§ **Apply what you read**
#1 According to the vaccine trial article, how many healthy participants may the phase 2/3 stage enroll?
#2 Quote the vaccine trial article word for word, everything from "The first U.S." down to "coronavirus disease (COVID-19).".
#3 Write what comes next in the vaccine trial article, picking up after its final sentence.

§ **Document passage**

################

The first U.S. patients have been dosed in a phase 2/3 clinical trial testing whether a lead messenger RNA (mRNA) vaccine candidate can prevent infection with the virus that causes 2019 coronavirus disease (COVID-19).
NYU Grossman School of Medicine, under the auspices of NYU Langone Health’s Vaccine Center, served as one of the original sites for the initial stages of the same study that focused on the vaccine’s safety and if it was tolerated well. The next phase—2/3—for which NYU Grossman School of Medicine will also participate as 1 of 120 centers, may enroll up to 30,000 healthy participants aged 18 to 85 globally. The study will measure whether the vaccine candidate can protect against COVID-19 infection with severe acute respiratory syndrome coronavirus 2 (SARS-CoV-2).
Pfizer Inc. and BioNTech SE today announced the trial’s transition into its final stage. Vaccine designers at BioNTech sought to determine which protein components of SARS-CoV-2 were “most noticed by” the human immune system, with the goal of teaching the system to further attack them upon a future encounter with the virus, researchers say.
“It is tremendously encouraging to see the early phase of this trial succeed, and to have a lead candidate emerge for global testing,” says Mark J. Mulligan, MD, director of the Division of Infectious Diseases and Immunology and the Vaccine Center at NYU Langone. “We will continue to engage in rigorous scientific study to learn as soon as possible if this vaccine can be part of the public health solution to this terrible pandemic.”
NYU Langone was chosen as a trial center in part because of Dr. Mulligan’s expertise in infectious disease research programs that have over decades assessed investigational vaccines for HIV and several other viruses including Zika, Ebola, and pandemic influenza.
The study vaccine is part of the class called “mRNA vaccines” that with recent advances can quickly be computer-designed and scaled up into millions of doses if successful and pending regulatory approval using high-speed technologies. RNA-based vaccines also provide a level of safety since it is not possible to catch SARS-CoV-2 virus or COVID-19 disease from the RNA vaccines themselves.
Earlier Trial Phase Successful
mRNA vaccines are based on RNA, or ribonucleic acid, a form of genetic material similar to DNA. Human cells use mRNA to translate DNA instructions into proteins, the workhorse molecules that make up cell structures. In the pandemic coronavirus, RNA serves as the primary genetic material instead of DNA.

################

§ **Supplied entries**
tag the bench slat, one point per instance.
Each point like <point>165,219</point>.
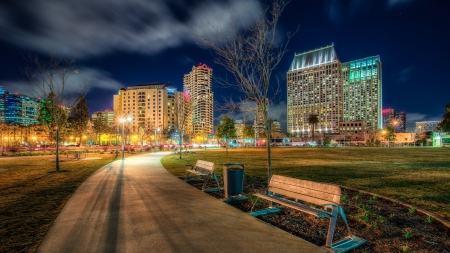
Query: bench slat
<point>197,173</point>
<point>297,206</point>
<point>317,193</point>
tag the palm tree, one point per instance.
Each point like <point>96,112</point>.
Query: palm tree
<point>313,119</point>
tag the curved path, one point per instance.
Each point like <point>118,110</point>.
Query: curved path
<point>137,206</point>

################

§ **Your responses**
#1 Up to 30,000 healthy participants aged 18 to 85, globally.

#2
The first U.S. patients have been dosed in a phase 2/3 clinical trial testing whether a lead messenger RNA (mRNA) vaccine candidate can prevent infection with the virus that causes 2019 coronavirus disease (COVID-19).

#3
Two of the study vaccine candidates in phase 1 of the trial contained viral RNA encoding the “spike proteins” used by SARS-CoV-2 to attach to proteins on human cell surfaces, the first step in invading the cells in which it multiplies. Including the spikes in vaccines has the potential to make proteins required for viral survival (ability to infect) visible to the human immune system, say the investigators. For this reason, the lead vaccine to move forward into the larger trial, BNT162b2, will encode an optimized SARS-CoV-2 full-length spike glycoprotein, at a 30-µg dose level in a 2-dose regimen.
Such vaccine injections are delivered in small segments of mRNA encoding spike protein into the arm muscles of participants. All vaccine versions are encased in a fatty lipid particle meant to prevent their destruction by enzymes, and to let them persist long enough to enter the cytoplasm of cells in muscle and nearby lymph nodes. Once there, the spike protein is made and triggers the production of antibodies, immune proteins that specifically glom onto this viral target protein, disabling it and tagging it for removal from the body.
The current, ongoing clinical trial began with a phase 1/2A study on May 4, 2020. The company reported today that subjects that received 2 doses of either 10 or 30 µg of BNT162b2 expressing the SARS-CoV-2 spike protein had significantly elevated spike-binding antibodies at day 28 (7 days after dose 2). Also 7 days after dose 2, all subjects who received 10 or 30 µg of BNT162b2 had SARS-CoV-2 “neutralizing antibodies,” capable of defending cells from the virus, and of blocking its biological effects. Local reactions and systemic side effects after immunization were dose-dependent, generally mild to moderate, and short-lived. No serious adverse events were reported by the company.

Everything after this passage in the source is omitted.